# Task to complete
Which lines of the data contain the string "auto"? Show each of them.

Source records Start Marker

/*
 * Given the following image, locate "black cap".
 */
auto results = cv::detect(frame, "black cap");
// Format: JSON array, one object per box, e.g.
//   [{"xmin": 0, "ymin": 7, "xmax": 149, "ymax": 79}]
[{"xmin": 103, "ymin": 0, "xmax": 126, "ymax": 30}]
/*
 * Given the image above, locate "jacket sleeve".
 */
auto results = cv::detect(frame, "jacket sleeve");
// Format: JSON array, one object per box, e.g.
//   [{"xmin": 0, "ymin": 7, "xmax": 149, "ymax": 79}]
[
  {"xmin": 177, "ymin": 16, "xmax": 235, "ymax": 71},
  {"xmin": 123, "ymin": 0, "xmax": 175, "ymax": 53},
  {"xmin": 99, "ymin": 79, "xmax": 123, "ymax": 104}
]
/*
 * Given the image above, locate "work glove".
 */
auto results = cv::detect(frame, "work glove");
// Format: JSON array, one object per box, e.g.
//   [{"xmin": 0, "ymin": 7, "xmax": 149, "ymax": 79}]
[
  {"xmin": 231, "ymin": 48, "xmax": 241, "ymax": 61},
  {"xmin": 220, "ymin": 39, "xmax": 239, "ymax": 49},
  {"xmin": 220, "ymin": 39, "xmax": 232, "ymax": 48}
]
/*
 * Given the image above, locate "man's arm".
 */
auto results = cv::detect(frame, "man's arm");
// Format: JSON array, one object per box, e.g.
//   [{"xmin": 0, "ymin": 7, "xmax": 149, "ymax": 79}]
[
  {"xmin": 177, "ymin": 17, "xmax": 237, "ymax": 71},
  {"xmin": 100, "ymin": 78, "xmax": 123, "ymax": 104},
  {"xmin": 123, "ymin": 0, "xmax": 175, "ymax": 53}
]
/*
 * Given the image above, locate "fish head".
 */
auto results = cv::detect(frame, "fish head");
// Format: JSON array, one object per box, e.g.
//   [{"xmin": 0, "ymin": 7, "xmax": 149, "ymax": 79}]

Source records End Marker

# Solution to this task
auto results = cv::detect(frame, "black cap");
auto results = cv::detect(frame, "jacket sleeve");
auto results = cv::detect(frame, "work glove");
auto results = cv::detect(frame, "man's arm");
auto results = cv::detect(frame, "fish head");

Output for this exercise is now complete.